I have the tendency to disagree.
I think it all depends on how it’s presented.
We have MANY issues here.
First as stated "I make my living off of “unnecessary procedures”. I don’t think most doctors want to make their living that way but in most cases are forced to because of fear of lawsuit. This is not even a question of rationing but a question of CYA. Simple litigation restructuring makes a huge difference here.
Second I think most Americans are getting to the point of realizing that you can’t have cradle to grave 100% all the time coverage for all conditions. Most rational thinking Americans understand it makes NO sense to spend 100K to keep a cancer patient alive for another week, in many cases with a far lower “Quality of life”. In many cases the “End of life” experience could be made much better by improving the patients “Quality of life” but at a much lower cost.
I do 100% agree with the media influence and how they will seek out every instance of “Oh poor nana won’t see here grandsons graduation…” In the mean time her having that life experience could be costing literally hundreds of others access to care that would improve their lives for years. That being said the media can, and has, been used as a tool for both sides and can be done here as well. That’s part of the game in this country and a good leader will know that.
I did pull these two issues from the article which really illistrate to me why I shy away from high levels of giovernment involvment.

Supplied information:
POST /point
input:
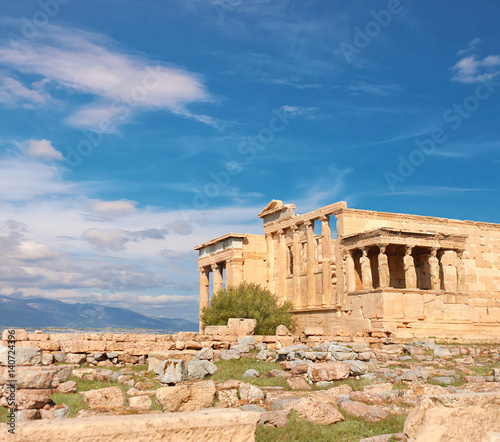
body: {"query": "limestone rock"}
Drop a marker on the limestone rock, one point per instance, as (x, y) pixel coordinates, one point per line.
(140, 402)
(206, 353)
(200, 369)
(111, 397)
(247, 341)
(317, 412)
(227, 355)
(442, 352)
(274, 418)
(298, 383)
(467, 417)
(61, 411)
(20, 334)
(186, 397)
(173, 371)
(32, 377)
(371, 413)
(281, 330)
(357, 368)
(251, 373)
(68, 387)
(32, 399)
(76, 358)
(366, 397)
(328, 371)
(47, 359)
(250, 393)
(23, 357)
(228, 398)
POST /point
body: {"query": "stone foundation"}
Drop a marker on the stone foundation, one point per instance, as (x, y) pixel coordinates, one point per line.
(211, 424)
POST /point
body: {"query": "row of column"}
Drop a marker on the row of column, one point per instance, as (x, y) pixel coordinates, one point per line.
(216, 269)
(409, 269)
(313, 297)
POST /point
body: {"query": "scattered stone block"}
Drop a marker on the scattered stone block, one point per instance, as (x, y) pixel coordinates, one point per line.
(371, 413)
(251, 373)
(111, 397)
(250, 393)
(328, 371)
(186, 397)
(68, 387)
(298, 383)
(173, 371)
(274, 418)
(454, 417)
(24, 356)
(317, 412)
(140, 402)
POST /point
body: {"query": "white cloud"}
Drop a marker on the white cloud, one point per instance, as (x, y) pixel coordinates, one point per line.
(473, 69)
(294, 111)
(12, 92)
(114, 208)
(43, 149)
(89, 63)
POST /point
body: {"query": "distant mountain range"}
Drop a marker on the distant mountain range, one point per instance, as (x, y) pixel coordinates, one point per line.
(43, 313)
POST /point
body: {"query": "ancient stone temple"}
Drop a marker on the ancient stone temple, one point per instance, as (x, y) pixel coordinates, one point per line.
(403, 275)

Assigned task 1: Decide whether each statement agrees with the comment on health care costs, answering yes or no and quoting the words of the comment that settle it: (a) The writer thinks most doctors want to make their living from unnecessary procedures. (b) The writer says the media has been used as a tool for both sides. (c) The writer claims simple litigation restructuring would make little difference.
Assigned task 2: Write the next part of the comment on health care costs, picking up after its final sentence.
The data above are separate material, unrelated to the comment on health care costs.

Answer area 1:
(a) No: "I don’t think most doctors want to make their living that way"
(b) Yes: "the media can, and has, been used as a tool for both sides"
(c) No: "Simple litigation restructuring makes a huge difference here."

Answer area 2:
$1.1 billion found its way into the stimulus piñata for “comparative effectiveness” research.
NICE, with its 270-member staff and $50M budget, not only reviews whether treatments work, but explicitly analyzes cost-effectiveness (leading some drug manufacturers to cut their prices to achieve better C-E ratios and chances of NICE approval).
I realize that NICE is not doing the research, but it’s this kind of “Overbloated” budgets that will kill any cost effectiveness.
Obvioulsy NICE has a really good start here all ready, Correct? We really don’t need to recreate the wheel and could probably pull 90% of the data we need from the same data NICE is already basing it’s decisions on. We more than likely don’t need a whole lot of “Additional research” to form a committee and get started. Yet we have thrown more than 22x NICE’s annual budget at the problem.
Yes, it’s moves like this that make me say “Nope, don’t want the government running the show on this one either”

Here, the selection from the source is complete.